* Task details:
Copy each entry below unchanged; the images do not go in the copy.

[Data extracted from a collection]
━━━━━━━━━━━━━━━━━━━━━━━━━━━━━━

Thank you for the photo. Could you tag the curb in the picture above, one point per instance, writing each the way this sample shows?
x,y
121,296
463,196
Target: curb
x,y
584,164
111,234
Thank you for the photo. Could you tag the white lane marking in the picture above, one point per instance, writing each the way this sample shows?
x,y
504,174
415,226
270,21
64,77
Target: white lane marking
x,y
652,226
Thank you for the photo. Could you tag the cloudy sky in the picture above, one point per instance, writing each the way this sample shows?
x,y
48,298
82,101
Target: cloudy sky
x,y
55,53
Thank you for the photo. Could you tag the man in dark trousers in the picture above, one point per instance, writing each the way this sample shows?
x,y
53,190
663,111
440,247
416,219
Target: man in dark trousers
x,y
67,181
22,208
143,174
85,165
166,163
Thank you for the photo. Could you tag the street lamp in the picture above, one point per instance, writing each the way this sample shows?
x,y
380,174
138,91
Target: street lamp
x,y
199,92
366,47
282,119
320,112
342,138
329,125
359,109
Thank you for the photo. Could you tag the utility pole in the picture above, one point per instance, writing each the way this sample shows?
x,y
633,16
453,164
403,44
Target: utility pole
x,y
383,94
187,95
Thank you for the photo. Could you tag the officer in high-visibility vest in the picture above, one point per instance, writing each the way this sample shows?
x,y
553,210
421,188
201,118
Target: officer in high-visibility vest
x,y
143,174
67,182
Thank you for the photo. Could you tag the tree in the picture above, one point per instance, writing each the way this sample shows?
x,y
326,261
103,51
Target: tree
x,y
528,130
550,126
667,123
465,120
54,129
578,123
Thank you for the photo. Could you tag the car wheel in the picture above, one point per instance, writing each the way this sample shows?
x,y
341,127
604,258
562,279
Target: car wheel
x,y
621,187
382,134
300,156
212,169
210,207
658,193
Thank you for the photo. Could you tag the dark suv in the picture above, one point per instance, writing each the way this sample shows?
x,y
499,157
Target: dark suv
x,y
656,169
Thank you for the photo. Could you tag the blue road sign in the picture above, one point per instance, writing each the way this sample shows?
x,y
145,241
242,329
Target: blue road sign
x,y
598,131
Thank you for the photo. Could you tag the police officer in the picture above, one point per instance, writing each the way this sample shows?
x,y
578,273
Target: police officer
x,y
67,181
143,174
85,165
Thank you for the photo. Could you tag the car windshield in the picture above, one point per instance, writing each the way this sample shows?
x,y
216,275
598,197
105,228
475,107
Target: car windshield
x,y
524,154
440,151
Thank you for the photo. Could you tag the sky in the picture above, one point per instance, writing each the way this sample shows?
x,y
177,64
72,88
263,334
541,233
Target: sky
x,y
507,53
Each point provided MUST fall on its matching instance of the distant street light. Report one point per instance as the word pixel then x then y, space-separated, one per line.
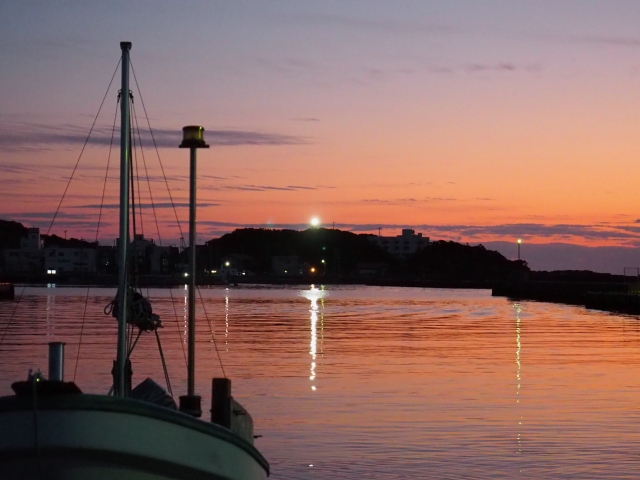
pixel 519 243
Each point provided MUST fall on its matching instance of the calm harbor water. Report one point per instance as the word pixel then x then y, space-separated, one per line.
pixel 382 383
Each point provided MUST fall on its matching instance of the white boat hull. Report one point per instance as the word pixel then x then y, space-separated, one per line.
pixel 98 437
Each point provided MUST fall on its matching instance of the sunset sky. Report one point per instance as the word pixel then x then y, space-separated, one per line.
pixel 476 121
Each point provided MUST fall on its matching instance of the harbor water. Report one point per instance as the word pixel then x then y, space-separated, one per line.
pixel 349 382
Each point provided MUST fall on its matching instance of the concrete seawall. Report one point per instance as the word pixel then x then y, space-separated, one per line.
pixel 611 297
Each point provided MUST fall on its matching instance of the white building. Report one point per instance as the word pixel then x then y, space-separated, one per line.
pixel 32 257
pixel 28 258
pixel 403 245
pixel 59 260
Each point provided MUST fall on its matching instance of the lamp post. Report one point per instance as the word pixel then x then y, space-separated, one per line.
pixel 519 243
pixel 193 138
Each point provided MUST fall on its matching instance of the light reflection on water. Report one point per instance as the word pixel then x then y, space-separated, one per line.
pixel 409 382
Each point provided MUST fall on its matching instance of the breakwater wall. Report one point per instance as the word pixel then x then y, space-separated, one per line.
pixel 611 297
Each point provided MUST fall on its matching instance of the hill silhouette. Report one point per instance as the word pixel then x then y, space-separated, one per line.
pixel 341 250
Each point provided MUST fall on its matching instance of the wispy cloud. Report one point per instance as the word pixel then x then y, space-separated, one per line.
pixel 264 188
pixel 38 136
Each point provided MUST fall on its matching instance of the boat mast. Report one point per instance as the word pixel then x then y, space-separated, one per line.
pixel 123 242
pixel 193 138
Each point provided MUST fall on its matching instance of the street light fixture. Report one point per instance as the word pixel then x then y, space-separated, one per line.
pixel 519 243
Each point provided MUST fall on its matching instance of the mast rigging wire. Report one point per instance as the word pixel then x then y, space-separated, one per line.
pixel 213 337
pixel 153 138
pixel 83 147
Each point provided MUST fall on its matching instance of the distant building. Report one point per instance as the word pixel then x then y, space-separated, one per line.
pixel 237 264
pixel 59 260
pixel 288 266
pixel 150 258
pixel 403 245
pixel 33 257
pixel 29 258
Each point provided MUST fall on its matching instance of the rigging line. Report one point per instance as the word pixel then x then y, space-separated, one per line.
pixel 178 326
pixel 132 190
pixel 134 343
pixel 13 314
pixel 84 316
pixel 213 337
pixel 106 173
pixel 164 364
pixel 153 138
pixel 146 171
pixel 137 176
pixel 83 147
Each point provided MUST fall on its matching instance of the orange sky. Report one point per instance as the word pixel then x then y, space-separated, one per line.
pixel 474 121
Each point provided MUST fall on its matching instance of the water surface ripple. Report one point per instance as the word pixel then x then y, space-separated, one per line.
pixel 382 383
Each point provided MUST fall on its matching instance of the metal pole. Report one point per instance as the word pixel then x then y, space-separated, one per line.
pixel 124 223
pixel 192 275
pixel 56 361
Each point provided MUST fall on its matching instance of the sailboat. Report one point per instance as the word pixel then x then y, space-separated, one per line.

━━━━━━━━━━━━━━━━━━━━━━━━━━━━━━

* Solution to the exercise:
Thank you for the photo. Could you tag the curb in the picture above, one point per instance, writing each the way this sample shows?
x,y
121,296
463,196
Target: curb
x,y
584,164
111,234
Thank you for the photo. Could you tag the white lane marking in the picture above, one point per instance, writing each the way this sample shows?
x,y
504,174
415,226
270,21
64,77
Target: white lane marking
x,y
652,226
Thank you for the photo. Could you tag the cloudy sky in the picture above, one point per instance, writing each the way this sample shows?
x,y
48,298
82,101
Target: cloudy sky
x,y
55,53
Thank you for the photo. Could you tag the man in dark trousers in the picture above, one point per instance, writing each the way this sample shows?
x,y
53,190
663,111
440,247
416,219
Target: man in dark trousers
x,y
67,181
22,208
143,174
85,165
166,163
Thank you for the photo. Could you tag the street lamp in the picture above, one point per instance, writing each the way this sample shows?
x,y
380,174
138,91
Target: street lamp
x,y
199,92
366,47
282,119
320,112
342,138
329,125
359,109
Thank you for the photo. Could you tag the utility pole in the picture above, one point per instance, writing each the way this sample shows?
x,y
633,16
453,164
403,44
Target: utility pole
x,y
383,94
187,95
Thank you for the photo. Could you tag the officer in high-visibility vest in the picture above, one point per instance, writing each the way this sample shows?
x,y
553,210
421,188
201,118
Target: officer in high-visibility vest
x,y
143,174
67,182
Thank you for the photo. Could you tag the tree in the picture above, one point per instance, writing each the way this sample shows?
x,y
326,261
103,51
Target: tree
x,y
528,130
550,126
667,123
465,120
54,129
578,123
Thank you for the photo. Could you tag the car wheel in the picture above, one point per instance, writing each the way this sample shows?
x,y
341,127
604,258
562,279
Target: car wheel
x,y
621,187
382,134
300,156
212,169
210,207
658,193
Thank you for the photo. Could you tag the dark suv in the picture above, one point per instance, writing each the way this sample shows?
x,y
499,157
Target: dark suv
x,y
656,169
Thank you for the photo. Could you tag the blue road sign in the picture above, one point per instance, writing each the way this sample shows?
x,y
145,241
242,329
Target: blue road sign
x,y
598,131
Thank you for the photo. Could you tag the police officer in the picture above, one point per instance, writing each the way this sample shows?
x,y
578,273
Target: police officer
x,y
67,181
143,174
85,165
Thank you for the photo. Could you tag the car windshield in the picture above, one point per instance, writing each the way this sample shows?
x,y
216,275
598,197
105,228
475,107
Target: car windshield
x,y
524,154
440,151
Thank you for the photo. Could you tag the sky in the picture above, one point per instance, writing each the way this sample shows?
x,y
177,64
72,88
263,334
541,233
Target: sky
x,y
507,53
Each point provided MUST fall on its matching instance of the distant street light. Report one point per instance as the word pixel then x then y, space-separated, one per line.
pixel 519 243
Each point provided MUST fall on its matching instance of the calm harbor water. Report one point per instance as the word pixel then x then y, space-separated, one per line.
pixel 382 383
Each point provided MUST fall on its matching instance of the white boat hull. Report one point per instance as the word pixel then x then y, space-separated, one per line.
pixel 98 437
Each point provided MUST fall on its matching instance of the sunset sky. Report one point per instance as the word pixel then x then y, space-separated, one per line.
pixel 476 121
Each point provided MUST fall on its matching instance of the harbor water. Report one point per instance as the word pixel then x then y, space-separated, one per line.
pixel 349 382
Each point provided MUST fall on its matching instance of the concrete seawall. Report one point per instance as the word pixel then x then y, space-separated, one per line.
pixel 611 297
Each point provided MUST fall on its matching instance of the white building. Report one point per instance as the word pixel then x then y, space-separated, one per line.
pixel 32 257
pixel 28 258
pixel 403 245
pixel 59 260
Each point provided MUST fall on its matching instance of the lamp post. Report one point per instance as the word pixel then x then y, space-separated, one per line.
pixel 519 243
pixel 193 138
Each point provided MUST fall on its matching instance of the light reflection on water. Report one point per instance as the word pixel then x then y, space-separated, one per line.
pixel 409 382
Each point provided MUST fall on its matching instance of the breakwater wall. Report one point per instance as the word pixel then x then y, space-separated, one per line.
pixel 611 297
Each point provided MUST fall on its matching instance of the hill silhouette. Report one point per instance as the word pixel then x then y, space-separated, one per line.
pixel 341 250
Each point provided MUST fall on its matching instance of the wispy cloud. Report one point per instance as the word pixel then x then y, space-separated, one per line.
pixel 264 188
pixel 38 136
Each point provided MUST fall on its matching instance of the boat mast. Report one point per instance as the word pixel then x then y, space-separated, one per line.
pixel 123 242
pixel 193 138
Each point provided MUST fall on its matching instance of the street light fixture. Report one point per instance as the word pixel then x then y, space-separated, one per line.
pixel 519 243
Each point provided MUST fall on its matching instance of the mast rigging wire. Report one point per instance as the word pixel then x then y, space-separated, one per line.
pixel 213 337
pixel 153 138
pixel 83 147
Each point provided MUST fall on its matching instance of the distant building. Report one point per instance as the word pixel then x then y, space-separated, one per line.
pixel 237 264
pixel 59 260
pixel 288 266
pixel 150 258
pixel 403 245
pixel 33 257
pixel 29 258
Each point provided MUST fall on its matching instance of the rigging line. Report one point per instance as the word pixel then x then y, space-separated, one per line.
pixel 178 326
pixel 132 190
pixel 134 343
pixel 13 314
pixel 84 316
pixel 213 337
pixel 106 173
pixel 164 364
pixel 153 138
pixel 146 171
pixel 137 176
pixel 83 147
Each point provided MUST fall on its matching instance of the orange sky. Report one point per instance as the word pixel then x then y, space-separated, one per line.
pixel 474 121
Each point provided MUST fall on its matching instance of the water surface ripple. Report one point per instance as the word pixel then x then y, space-separated, one per line.
pixel 382 383
Each point provided MUST fall on its matching instance of the metal pole. Report one point per instance as the word pixel then x then y, space-separated, one per line.
pixel 124 223
pixel 192 275
pixel 56 361
Each point provided MUST fall on its matching instance of the sailboat. Report one point per instance as the word pixel then x then y, space-separated, one per line.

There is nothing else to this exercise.